▶ [Text excerpt]
========================================

Here’s what science says is the best way to decide remuneration


Many organisations fail to apply the fundamentals of good asset management when it comes to their people. One of the biggest culprits? Inadequate remuneration.

Remuneration is one of the most poorly managed components of Australian organisations, and this is most evident when we read reports about salary inequity, especially between male and female employees. There will always be differentials in salary between organisations, but this is also a matter of affordability and competitiveness. We are simply failing to put science behind determining the true value of the work our employees do. Here’s why you should decided on remuneration before you go to market.

How is remuneration decided? Position vs. incumbent valuation

The position base salary is what, under ideal circumstances, this position contributes to the organisation; it represents what is needed. The incumbent base salary is the value of the person appointed against a specific position. If gaps exists, it usually means this person is working at below the position value and there will – or should – be a development plan to bring this person up to the incumbent salary.

The valuation of the position contribution

It’s been more than 20 years since the demise of the ‘point factor‘ and similar job evaluation methodologies. However, this coincided with the emergence of new human capital management (HCM) methodologies that are precise and determine the base salary of all positions before considering applicants or incumbents.

Positions are designed utilising HCM technology to give the precise added value of a position, and when linked to market curves it provides a good picture of that contributing element. These methodologies have been around for a while now, and are driven by tried and tested outcome-based competency models. However, organisations seem reluctant to apply science to people management. Why?

How to stop the pay inequity

This assessment is based on a continuum of ‘demonstrated’ competence – again, with the process being driven from the HCM technology. Where gaps exist, the system will identify the development needs that can be incorporated into the applicant’s letter of offer.

Utilising a quantitative system to determine base salary will avoid, as far as possible, the discrimination that is evident today in salary – especially between men and women. There is no excuse for the inequality in the workplace today if the positions are properly designed and valued before any recruitment or promotion is considered. If the assessment is carried out scientifically, it assigns a ‘person’ value against the position, which is a definitive figure regardless of whether the applicant is a man or woman, or any other area of common discrimination. Base salary plays an important role in total remuneration package.

========================================

▶ [Dataset entries]
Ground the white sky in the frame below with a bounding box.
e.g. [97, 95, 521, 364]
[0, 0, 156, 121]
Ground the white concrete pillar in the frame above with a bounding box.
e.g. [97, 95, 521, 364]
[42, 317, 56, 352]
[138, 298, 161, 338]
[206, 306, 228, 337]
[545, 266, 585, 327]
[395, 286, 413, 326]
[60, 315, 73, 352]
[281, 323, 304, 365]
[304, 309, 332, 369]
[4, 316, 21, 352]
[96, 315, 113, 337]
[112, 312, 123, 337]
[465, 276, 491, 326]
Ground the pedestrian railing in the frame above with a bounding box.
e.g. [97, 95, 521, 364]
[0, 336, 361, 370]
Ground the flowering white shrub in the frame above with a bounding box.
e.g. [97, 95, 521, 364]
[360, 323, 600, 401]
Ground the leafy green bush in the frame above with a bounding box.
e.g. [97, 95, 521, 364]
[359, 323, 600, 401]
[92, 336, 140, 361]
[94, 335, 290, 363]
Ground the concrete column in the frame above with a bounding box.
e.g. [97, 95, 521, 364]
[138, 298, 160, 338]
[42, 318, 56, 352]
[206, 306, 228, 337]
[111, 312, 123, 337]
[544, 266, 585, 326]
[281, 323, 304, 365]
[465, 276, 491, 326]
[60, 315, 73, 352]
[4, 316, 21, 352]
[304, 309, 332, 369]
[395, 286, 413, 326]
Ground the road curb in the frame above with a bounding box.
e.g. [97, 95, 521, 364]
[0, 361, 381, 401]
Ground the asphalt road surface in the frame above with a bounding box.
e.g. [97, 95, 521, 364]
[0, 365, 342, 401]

========================================

▶ [What to work on]
1. For each statement below, answer yes or no to whether it agrees with the remuneration article, and quote the article's deciding words exactly. (a) More than 20 years have passed since the 'point factor' job evaluation methods fell away. (b) Organisations appear eager to apply science to people management. (c) Base salary is important in the total remuneration package.
2. Write the next part of the remuneration article, continuing after its final sentence.

▶ [Answers in order]
1.
(a) Yes: "It’s been more than 20 years since the demise of the ‘point factor‘ and similar job evaluation methodologies."
(b) No: "organisations seem reluctant to apply science to people management."
(c) Yes: "Base salary plays an important role in total remuneration package."

2.
There are many articles floating around about how men are better negotiators, and therefore getting better pay packages. If the remuneration package includes a proper, quantitative performance management system, then this is where the ability to perform ‘above and beyond’ is rewarded – let the proof be in the pudding. If there is inequity in the base salary, then this will be exacerbated in the total remuneration package.

Salary surveys are a starting point, but not the answer

While salary surveys are a great starting point, salary curves need to be projections that include economic predictions and other trend lines. Projection-based salary curves are normally accurate for the year with a minor adjustment applied to the following year salary curves. However, trigger events can indicate the need for a review. Salary data is derived from a number of sources, and the myth that salary surveys will provide the answer is just not true, as they are based on one- or two-year-old data that often ignores anomalies and exceptions.

Role of base salary in determining remuneration

Base salary is the critical starting point for packaging, so organisations must get it right or they will exacerbate inequities because:

  1. Statutory benefits are largely based on percentages of base salary; and
  2. Variable or performance is also a percentage of the base salary.*

A precise assessment of the value of the human capital in any organisation will be the first step to removing discrimination and inequity while managing the people in a more professional way.

With the methodologies and technology available today, there is just no excuse for poor management of human assets and no excuse for the levels of inequality reported recently by the Workplace Gender Equality Agency (WGEA).

*Note: Performance payment in one year should not influence the base salary at all, but it might confirm the competence or trigger the need for an assessment.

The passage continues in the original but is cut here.